## Your goal:
Retype each entry exactly as written, and keep the pictures out of the copy.

## Extracted records:
= = = =

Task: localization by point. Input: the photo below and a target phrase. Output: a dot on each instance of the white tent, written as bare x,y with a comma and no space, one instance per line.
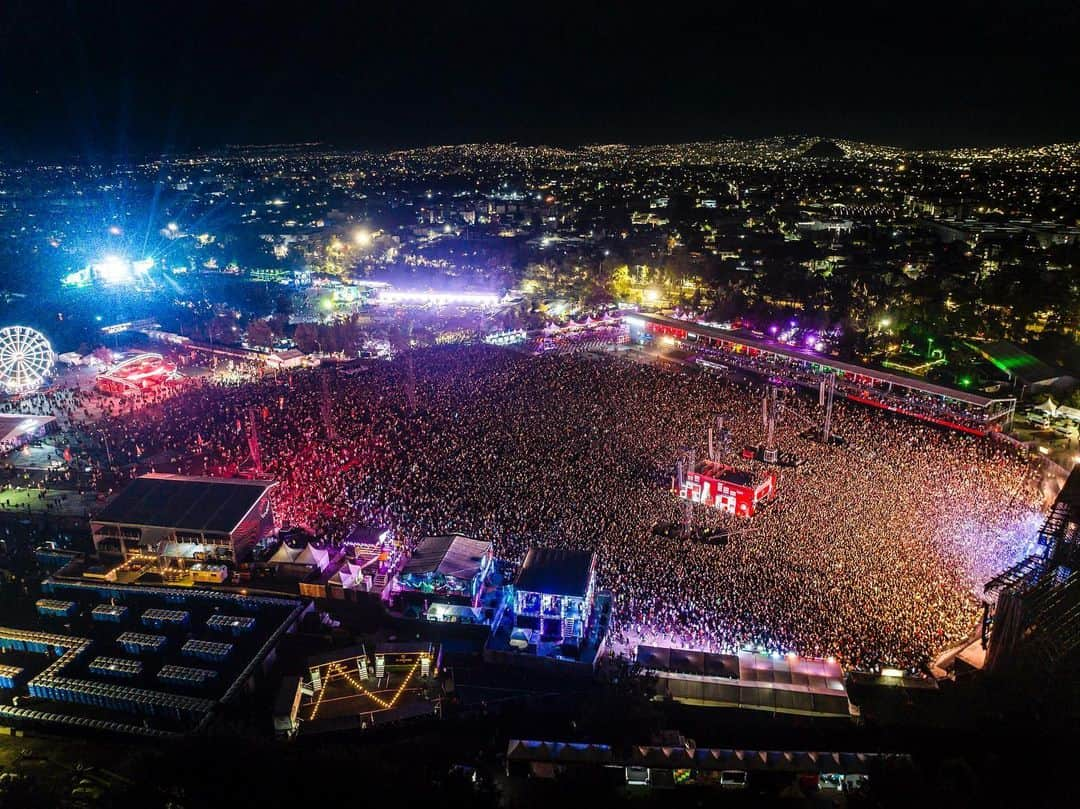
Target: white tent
309,555
1048,406
1069,413
349,576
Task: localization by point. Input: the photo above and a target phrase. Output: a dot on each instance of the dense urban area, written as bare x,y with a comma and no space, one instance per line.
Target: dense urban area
726,471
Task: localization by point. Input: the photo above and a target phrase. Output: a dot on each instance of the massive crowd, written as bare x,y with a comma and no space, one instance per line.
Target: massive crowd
871,552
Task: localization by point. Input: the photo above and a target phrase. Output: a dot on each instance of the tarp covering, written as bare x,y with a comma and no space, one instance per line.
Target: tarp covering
555,571
450,555
215,504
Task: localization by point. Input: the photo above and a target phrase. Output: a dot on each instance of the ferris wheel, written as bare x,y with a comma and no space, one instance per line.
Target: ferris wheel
26,358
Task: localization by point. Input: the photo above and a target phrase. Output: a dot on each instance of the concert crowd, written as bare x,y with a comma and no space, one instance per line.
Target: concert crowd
872,552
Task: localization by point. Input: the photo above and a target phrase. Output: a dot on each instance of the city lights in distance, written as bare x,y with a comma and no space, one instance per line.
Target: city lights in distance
418,297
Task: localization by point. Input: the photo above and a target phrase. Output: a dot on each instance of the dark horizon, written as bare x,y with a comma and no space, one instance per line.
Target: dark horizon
112,81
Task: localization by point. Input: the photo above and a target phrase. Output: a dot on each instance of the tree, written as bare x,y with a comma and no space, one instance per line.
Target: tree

= = = =

## Response to this task:
Task: localization by point. Input: the photo below and a target phrase. Output: a dot on each instance of the white tent, written as bare x,y with a comma and no space, one instance per line.
Target: white tent
309,555
1048,406
1069,413
349,576
Task: localization by point. Input: the photo above and a target phrase. Output: a dot on each instance of the dense urban area, written as bare x,y with a comma and no space, one instance per line.
Target: dense urban area
726,471
Task: localization by point. Input: the photo above and a target phrase. Output: a dot on each instance of the massive crowd, written as bare x,y with a comma and no space, one instance per line.
Target: massive crowd
871,552
Task: localization by point. Input: the photo above and a target phrase. Output: a dot on each instance of the tarp covering, written as bare x,y with a comma and no space, one instance per line.
Target: tarp covering
555,571
450,555
215,504
Task: localization by point. Input: the photo above and a target phrase. Output: a dot on each instance of the ferris wheel, written as bare x,y with a comma and no space, one instance per line.
Target: ferris wheel
26,358
Task: localization by point. Input: the photo above and a target phrase. Output: a dot on each instance of the concert crowd, written as bare x,y with a comma and no space, one instance per line.
Target: concert crowd
872,552
Task: localization by point. Input: the photo above and a target phrase. Output: a dot on each instance of the city lights in distance, written as bare x,y with a comma and no space, one instance per line.
Target: city lights in distance
418,297
Task: localization by point. Input: the photo above and a target phrase. Output: a dot on each instance of the dark horizon, written as bare x,y with a comma and no space, one instance per line.
Target: dark horizon
112,81
Task: localization by point. Input: the photo above and a target phrase. Output: a dot on each instance of the tree, written as bare x,y with a comma and no space, one instance per line.
Target: tree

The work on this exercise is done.